▶ _Direction a_: Copy the rows word for word, from the first row up to and including the row containing "M192 201L194 200L196". Omit the pictures from your copy.

▶ _Excerpt to read_:
One needs a heater to achieve similar results as this https://www.youtube.com/watch?v=SgkD1h1gTG0


----------



## rookie2531 (Jul 28, 2014)

Had a problem last spring and this absolutely worked for me.

1. Get big 5 gal. Chicken waterer. 
2. I used the pool water, but it was my pool. And added lemon grass oil to it. About 10 drops.
3. Put gravel in the water so bees dont drown.

Thats it. They will be on it that day. Not one bee on my pool steps after that. Bee waterer sits on my pool deck, two feet from pool edge. All is about 150' from 13 hives.

P.s. it is a salt water pool. After initial lemongrass was added. I never had to add more. Just kept using pool water.


----------



## jcolon (Sep 12, 2014)

I use pool water too. I think they like the salt. They also come to my pool and drink from a drop leak on a pipe. So I never fixed the pipe. They crawl on the wet puddle and drink too, and sometimes gather around the skimmer.


----------



## lords88 (May 18, 2015)

I placed water right next my hive last year and I never saw a bee touch it for the first month. I then placed a large pie plate style metal dish with some rocks tapered up on one side to the edge, then a couple drops of lemon grass oil, I also placed the dish in my garden (100ft from hive) by a sprayer so it would fill itself up automatically. The bees found it that day and they have continued to use it, and I haven't added any more LGO.


----------



## tech.35058 (Jul 29, 2013)

Well, that's a use for LGO I had not considered. I heard some one say they put a piece of old carpet in the water to prevent drowning. I have a water pan on one of my hive stands, but the hives are maybe 15 feet away from my pond, so no shortage of water. I draped some denim fabric over a brick in the water pan, the bees seem to like it. Don't let the fabric hang over the side of the pan, it will wick all the water out.


----------



## StingerMcStung (Apr 27, 2015)

▶ _Listed records_:
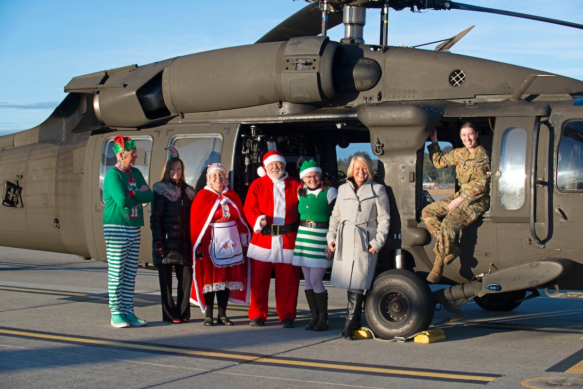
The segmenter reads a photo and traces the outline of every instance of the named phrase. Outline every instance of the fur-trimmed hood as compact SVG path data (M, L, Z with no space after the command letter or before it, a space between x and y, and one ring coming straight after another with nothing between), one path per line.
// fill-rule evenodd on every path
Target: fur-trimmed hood
M192 201L194 200L196 192L190 185L184 187L184 193L186 193L188 199ZM161 194L168 199L171 201L175 201L180 198L180 186L174 182L156 182L152 188L152 190L154 193Z

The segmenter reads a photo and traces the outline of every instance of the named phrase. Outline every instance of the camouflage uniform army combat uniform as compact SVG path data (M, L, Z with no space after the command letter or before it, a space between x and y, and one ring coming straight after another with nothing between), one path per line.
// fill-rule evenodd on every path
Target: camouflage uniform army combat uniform
M447 264L461 253L455 245L461 229L490 208L490 155L480 144L471 153L464 147L444 155L437 143L429 146L427 150L438 169L455 167L461 187L452 196L429 204L422 211L429 232L437 238L433 249L436 261L443 260ZM448 205L458 197L463 201L448 211Z

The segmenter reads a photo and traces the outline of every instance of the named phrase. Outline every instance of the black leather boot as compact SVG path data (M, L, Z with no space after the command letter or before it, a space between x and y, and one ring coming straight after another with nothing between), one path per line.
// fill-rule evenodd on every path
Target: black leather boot
M308 300L310 312L312 314L312 321L304 328L308 331L311 331L318 323L318 306L316 305L316 298L314 295L314 289L307 289L304 291L305 292L305 299Z
M361 297L359 298L359 300L357 301L356 306L354 307L354 317L352 319L353 322L354 323L354 331L356 331L363 326L363 302L364 301L365 296L364 295L359 295L359 296Z
M328 327L328 291L322 293L314 293L316 306L318 307L318 323L314 326L314 331L326 331Z
M344 338L346 340L354 339L354 330L357 329L356 310L358 307L362 307L364 295L348 292L348 305L346 307L346 322L344 324Z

▶ _Direction b_: In the forum thread on watering bees, what did tech.35058 drape over a brick in the water pan?

▶ _Finished answer a_:
The segmenter reads a photo and traces the outline of every instance of the named phrase. Outline every instance of the fur-trimmed hood as compact SVG path data (M, L, Z with no space after the command letter or before it, a space between x and y, and one ring coming straight after another with nothing between), one path per line.
// fill-rule evenodd on every path
Target: fur-trimmed hood
M192 201L194 200L196 192L190 185L184 187L184 193L186 193L188 199ZM161 194L168 199L171 201L175 201L180 198L180 186L174 182L156 182L152 188L152 190L154 193Z

▶ _Finished answer b_: Some denim fabric.